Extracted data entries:

= = = = =

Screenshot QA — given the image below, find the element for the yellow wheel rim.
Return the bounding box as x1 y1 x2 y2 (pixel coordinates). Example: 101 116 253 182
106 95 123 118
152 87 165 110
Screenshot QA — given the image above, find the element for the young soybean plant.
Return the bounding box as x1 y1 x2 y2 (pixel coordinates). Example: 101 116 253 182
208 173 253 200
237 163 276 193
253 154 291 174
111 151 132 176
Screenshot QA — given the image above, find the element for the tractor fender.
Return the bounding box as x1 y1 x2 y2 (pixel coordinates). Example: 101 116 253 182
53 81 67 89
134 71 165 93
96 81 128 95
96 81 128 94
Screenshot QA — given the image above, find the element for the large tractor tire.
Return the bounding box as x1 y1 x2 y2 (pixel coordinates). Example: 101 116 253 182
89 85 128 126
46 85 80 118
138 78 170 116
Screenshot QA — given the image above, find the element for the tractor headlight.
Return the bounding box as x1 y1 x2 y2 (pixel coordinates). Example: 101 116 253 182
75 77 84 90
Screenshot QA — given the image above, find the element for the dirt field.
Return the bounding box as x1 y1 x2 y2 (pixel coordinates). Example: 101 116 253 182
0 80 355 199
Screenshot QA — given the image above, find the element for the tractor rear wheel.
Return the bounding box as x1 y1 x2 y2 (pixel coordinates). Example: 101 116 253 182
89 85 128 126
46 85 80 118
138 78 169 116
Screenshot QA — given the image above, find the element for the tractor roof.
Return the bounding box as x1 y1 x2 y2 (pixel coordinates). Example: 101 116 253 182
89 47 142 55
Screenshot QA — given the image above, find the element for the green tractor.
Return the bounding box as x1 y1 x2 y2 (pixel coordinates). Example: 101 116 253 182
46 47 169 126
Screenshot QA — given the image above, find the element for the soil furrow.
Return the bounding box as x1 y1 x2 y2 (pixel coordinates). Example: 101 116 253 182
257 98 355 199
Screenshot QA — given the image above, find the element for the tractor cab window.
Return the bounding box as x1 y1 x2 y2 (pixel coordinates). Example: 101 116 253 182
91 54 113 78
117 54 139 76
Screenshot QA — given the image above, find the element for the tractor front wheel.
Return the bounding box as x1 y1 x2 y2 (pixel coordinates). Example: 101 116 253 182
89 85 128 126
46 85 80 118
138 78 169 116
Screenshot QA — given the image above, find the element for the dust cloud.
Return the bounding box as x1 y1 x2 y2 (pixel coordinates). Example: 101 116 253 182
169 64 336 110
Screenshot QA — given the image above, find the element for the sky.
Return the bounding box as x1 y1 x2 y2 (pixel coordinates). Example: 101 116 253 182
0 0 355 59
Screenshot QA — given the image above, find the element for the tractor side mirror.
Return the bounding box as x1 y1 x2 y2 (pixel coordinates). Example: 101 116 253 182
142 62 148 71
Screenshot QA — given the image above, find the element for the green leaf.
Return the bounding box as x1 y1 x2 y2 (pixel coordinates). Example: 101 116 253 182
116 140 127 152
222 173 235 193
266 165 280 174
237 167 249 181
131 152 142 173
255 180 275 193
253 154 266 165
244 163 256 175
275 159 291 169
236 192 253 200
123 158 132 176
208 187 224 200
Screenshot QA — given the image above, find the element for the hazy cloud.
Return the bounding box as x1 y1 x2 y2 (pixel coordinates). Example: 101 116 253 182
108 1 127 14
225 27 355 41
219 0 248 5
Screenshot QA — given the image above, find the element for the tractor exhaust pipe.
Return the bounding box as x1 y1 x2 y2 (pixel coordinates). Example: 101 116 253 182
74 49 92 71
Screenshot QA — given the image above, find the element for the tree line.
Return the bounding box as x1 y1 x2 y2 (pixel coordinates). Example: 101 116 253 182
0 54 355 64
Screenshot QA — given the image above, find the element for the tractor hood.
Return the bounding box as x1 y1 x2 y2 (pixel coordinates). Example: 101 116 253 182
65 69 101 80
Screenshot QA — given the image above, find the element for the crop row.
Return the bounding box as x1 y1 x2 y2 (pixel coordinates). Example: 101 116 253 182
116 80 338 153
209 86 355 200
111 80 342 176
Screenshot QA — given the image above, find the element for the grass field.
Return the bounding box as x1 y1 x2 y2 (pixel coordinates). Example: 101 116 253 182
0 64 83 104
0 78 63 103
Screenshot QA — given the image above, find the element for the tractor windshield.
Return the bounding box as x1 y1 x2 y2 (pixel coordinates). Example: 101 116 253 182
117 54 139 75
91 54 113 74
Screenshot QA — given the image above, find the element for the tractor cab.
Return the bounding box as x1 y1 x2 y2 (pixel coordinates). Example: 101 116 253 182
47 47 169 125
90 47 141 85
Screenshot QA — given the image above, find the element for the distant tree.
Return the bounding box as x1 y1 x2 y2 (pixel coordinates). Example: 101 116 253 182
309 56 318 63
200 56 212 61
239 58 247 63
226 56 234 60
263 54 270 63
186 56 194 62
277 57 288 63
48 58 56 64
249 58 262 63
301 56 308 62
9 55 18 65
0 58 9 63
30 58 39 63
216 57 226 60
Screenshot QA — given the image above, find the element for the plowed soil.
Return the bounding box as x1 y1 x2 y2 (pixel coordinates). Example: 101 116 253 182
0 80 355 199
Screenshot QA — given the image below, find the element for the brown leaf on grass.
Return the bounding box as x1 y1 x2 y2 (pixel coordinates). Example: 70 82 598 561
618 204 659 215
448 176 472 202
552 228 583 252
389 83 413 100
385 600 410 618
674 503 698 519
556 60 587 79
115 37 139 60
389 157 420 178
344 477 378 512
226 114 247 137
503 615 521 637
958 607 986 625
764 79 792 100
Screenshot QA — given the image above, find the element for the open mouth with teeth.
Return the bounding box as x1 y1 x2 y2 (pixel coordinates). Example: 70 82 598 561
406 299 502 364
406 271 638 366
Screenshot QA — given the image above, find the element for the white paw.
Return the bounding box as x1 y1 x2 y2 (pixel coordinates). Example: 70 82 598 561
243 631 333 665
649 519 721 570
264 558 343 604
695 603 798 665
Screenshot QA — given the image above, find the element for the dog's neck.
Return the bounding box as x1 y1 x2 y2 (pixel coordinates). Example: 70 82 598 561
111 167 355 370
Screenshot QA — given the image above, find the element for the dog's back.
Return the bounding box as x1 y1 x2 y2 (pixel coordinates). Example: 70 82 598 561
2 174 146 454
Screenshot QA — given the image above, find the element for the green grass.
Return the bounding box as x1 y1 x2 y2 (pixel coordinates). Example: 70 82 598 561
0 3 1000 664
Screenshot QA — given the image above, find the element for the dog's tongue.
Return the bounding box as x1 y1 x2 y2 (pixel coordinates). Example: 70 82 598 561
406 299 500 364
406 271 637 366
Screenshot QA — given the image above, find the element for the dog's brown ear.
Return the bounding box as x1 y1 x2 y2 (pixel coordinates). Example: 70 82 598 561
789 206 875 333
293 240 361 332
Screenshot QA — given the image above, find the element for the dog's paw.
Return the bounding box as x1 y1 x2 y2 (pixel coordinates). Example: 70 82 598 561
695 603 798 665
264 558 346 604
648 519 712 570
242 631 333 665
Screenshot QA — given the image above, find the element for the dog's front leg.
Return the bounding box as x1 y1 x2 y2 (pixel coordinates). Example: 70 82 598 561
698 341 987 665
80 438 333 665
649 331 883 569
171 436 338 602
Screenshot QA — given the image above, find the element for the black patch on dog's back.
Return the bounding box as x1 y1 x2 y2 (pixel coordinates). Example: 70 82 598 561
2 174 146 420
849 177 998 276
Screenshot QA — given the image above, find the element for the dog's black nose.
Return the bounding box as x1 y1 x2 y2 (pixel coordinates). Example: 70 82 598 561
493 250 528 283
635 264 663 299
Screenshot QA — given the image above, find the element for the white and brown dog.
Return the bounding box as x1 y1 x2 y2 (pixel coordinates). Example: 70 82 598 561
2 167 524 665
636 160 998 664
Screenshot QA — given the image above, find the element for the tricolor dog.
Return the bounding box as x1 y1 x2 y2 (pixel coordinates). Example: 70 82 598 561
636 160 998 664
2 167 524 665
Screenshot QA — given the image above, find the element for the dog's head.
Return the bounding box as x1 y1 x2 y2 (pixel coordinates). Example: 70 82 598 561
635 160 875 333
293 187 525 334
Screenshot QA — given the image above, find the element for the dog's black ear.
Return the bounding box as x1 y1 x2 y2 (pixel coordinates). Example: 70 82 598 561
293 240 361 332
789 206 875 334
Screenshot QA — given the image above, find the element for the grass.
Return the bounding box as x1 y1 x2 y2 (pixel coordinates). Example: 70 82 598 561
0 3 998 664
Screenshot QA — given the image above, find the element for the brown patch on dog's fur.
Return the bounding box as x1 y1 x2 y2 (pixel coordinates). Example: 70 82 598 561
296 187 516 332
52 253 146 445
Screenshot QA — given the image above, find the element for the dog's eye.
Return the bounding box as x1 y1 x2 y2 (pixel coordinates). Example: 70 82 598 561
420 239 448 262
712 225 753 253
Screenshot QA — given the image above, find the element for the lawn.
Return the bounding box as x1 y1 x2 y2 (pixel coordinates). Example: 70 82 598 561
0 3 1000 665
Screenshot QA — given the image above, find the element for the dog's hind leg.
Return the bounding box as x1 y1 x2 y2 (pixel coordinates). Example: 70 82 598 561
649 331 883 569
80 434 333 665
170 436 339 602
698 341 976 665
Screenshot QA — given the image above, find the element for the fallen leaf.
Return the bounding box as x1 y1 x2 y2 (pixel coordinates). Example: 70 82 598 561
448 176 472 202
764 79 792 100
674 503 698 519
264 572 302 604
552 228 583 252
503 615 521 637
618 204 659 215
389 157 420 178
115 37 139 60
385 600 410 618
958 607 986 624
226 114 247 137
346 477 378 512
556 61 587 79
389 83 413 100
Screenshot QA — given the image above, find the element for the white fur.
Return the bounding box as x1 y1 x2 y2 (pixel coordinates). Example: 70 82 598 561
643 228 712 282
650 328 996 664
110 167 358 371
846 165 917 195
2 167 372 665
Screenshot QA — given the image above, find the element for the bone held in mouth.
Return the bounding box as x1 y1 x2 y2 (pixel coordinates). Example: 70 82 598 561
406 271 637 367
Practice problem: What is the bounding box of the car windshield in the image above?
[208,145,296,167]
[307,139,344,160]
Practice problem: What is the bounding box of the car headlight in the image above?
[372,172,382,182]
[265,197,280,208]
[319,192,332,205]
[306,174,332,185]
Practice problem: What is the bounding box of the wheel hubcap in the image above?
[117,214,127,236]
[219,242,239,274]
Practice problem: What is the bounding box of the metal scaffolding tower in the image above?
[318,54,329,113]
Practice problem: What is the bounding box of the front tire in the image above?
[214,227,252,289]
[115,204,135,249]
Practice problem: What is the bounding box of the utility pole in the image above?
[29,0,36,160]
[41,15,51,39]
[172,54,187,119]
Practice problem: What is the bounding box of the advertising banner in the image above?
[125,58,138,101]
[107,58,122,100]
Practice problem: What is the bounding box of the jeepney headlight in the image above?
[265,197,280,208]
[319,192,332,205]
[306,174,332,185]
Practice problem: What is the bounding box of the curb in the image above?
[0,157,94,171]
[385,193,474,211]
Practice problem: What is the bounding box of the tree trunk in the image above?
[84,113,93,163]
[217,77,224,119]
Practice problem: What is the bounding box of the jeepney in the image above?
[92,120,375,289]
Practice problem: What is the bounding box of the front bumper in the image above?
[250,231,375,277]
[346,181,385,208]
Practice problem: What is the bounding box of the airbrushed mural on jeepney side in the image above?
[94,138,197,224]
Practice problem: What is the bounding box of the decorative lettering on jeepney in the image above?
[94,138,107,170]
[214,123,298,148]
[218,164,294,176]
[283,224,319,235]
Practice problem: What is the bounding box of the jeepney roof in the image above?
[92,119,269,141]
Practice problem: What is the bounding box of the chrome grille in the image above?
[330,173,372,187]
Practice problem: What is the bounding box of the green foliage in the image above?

= = = = =

**To do**
Which rows above contain the string "mouth" with matching case? Show each of those rows in full.

**Reply**
Screenshot QA — given the image above, find the element for the open mouth with teeth.
Screenshot QA — given the image above, find the element for the bone held in mouth.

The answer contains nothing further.